QUELLE:
■ ■ ■ ■ ■ ■ ■

IM WORTLAUT

DIE FRAKTION IN DEN MEDIEN

Aussage steht gegen Aussage

9. Juli 2012

Petra Pau, für DIE LINKE Obfrau im Untersuchungsausschuss des Bundestages, der die Hintergründe der dem so genannten Nationalsozialistischen Untergrund (NSU) angelasteten Mordserie aufklären soll, mit einer ersten Zwischenbilanz nach 24 Sitzungen und mit einem Ausblick, wie es im September weiter geht

Der Untersuchungsausschuss zur NSU-Nazi-Mordserie pausiert jetzt...

Petra Pau
...nach bislang 24 Sitzungen.

Was ist Ihr Zwischenresümee?

Bitte einen Schritt zurück. Denn ich erlebe immer häufiger, dass der Ausgangspunkt aus der Erinnerung vieler schwindet.

Es ging um zehnfachen Mord.

Um regelrechte Hinrichtungen aus germanisch-rassistischem Antrieb. Ein Nazi-Trio zog über ein Jahrzehnt durch die Bundesrepublik Deutschland, mordend und raubend, unerkannt und unbehelligt.

Das war das erschütternde Eingeständnis der Sicherheitsbehörden, nachdem die NSU-Bande am 4. November 2011 aufflog.

Ja, aber genau das birgt nach wie vor ungeklärte Fragen. Zum Beispiel: War das NSU-Nazi-Trio seit seinem Abtauchen 1998 wirklich unerkannt? Und seine Helfer auch? Und falls nicht, wieso blieb es dann unbehelligt?

Falls nicht? Im NSU-Umfeld habe es keinerlei V-Leute des Verfassungsschutzes gegeben, meinte die SPD-Obfrau im Untersuchungsausschuss am 4. Juli 2012.

Ich bleibe da viel skeptischer. Der Bundesverfassungsschutz hat einschlägige Akten spektakulär vernichtet und sie hernach rekonstruiert.

Heißt es.

Es lässt sich nur nicht überprüfen, was vernichtet und was rekonstruiert wurde. Nach einem halben Jahr Untersuchungsausschuss habe ich weniger Anlass denn je, dem Verfassungsschutz mit Treu und Glauben zu begegnen.

Weil DIE LINKE schon immer etwas gegen den Verfassungsschutz hat?

Ein Ergebnis der bisherigen Untersuchungen ist: Fast immer, wenn der Verfassungsschutz dabei oder gefragt war, egal ob im Bund oder in den Ländern, gingen die Ermittlungen – vorsichtig formuliert – schief.

Also überflüssig, weil ahnungslos?

■ ■ ■ ■ ■ ■ ■

Annotationsdatensätze zur Objekterkennung

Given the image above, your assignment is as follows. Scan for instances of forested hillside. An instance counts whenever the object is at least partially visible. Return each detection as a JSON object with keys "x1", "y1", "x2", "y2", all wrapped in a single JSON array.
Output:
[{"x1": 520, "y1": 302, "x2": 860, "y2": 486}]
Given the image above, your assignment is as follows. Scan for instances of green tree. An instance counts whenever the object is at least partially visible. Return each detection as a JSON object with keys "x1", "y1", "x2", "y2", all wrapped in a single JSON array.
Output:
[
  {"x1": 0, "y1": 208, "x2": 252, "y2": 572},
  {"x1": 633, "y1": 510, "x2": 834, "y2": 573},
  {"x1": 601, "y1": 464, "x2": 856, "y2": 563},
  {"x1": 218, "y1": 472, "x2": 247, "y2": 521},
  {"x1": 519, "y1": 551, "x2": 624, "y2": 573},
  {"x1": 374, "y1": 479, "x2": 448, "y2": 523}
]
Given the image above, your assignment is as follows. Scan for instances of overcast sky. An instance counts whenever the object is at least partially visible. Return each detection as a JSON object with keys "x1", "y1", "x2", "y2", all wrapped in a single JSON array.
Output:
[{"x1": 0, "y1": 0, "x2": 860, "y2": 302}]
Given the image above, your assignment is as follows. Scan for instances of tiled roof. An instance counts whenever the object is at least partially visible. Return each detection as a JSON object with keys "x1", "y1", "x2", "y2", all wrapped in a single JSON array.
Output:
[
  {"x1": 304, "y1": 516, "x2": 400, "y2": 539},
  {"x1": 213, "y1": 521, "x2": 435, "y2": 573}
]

■ ■ ■ ■ ■ ■ ■

AUFGABE A: Wann flog die NSU-Bande laut der Quelle auf?
AUFGABE B: Fasse die Quelle in drei Sätzen zusammen.
AUFGABE C: Übersetze den Satz „Nach einem halben Jahr Untersuchungsausschuss habe ich weniger Anlass denn je, dem Verfassungsschutz mit Treu und Glauben zu begegnen.“ aus der Quelle ins Englische.
Die Datensätze sind eigenständiges Material und gehören nicht zur Quelle.

ANTWORT A: Am 4. November 2011.

ANTWORT B: Petra Pau, Obfrau der LINKEN im Untersuchungsausschuss des Bundestages zur NSU-Mordserie, zieht nach 24 Sitzungen eine erste Zwischenbilanz. Sie fragt, ob das NSU-Trio seit seinem Abtauchen 1998 wirklich unerkannt war, und bleibt gegenüber dem Verfassungsschutz skeptisch, der einschlägige Akten vernichtet und danach rekonstruiert hat. Als Ergebnis nennt sie, dass die Ermittlungen fast immer schiefgingen, wenn der Verfassungsschutz dabei oder gefragt war.

ANTWORT C: After half a year of the committee of inquiry, I have less reason than ever to approach the Office for the Protection of the Constitution in good faith.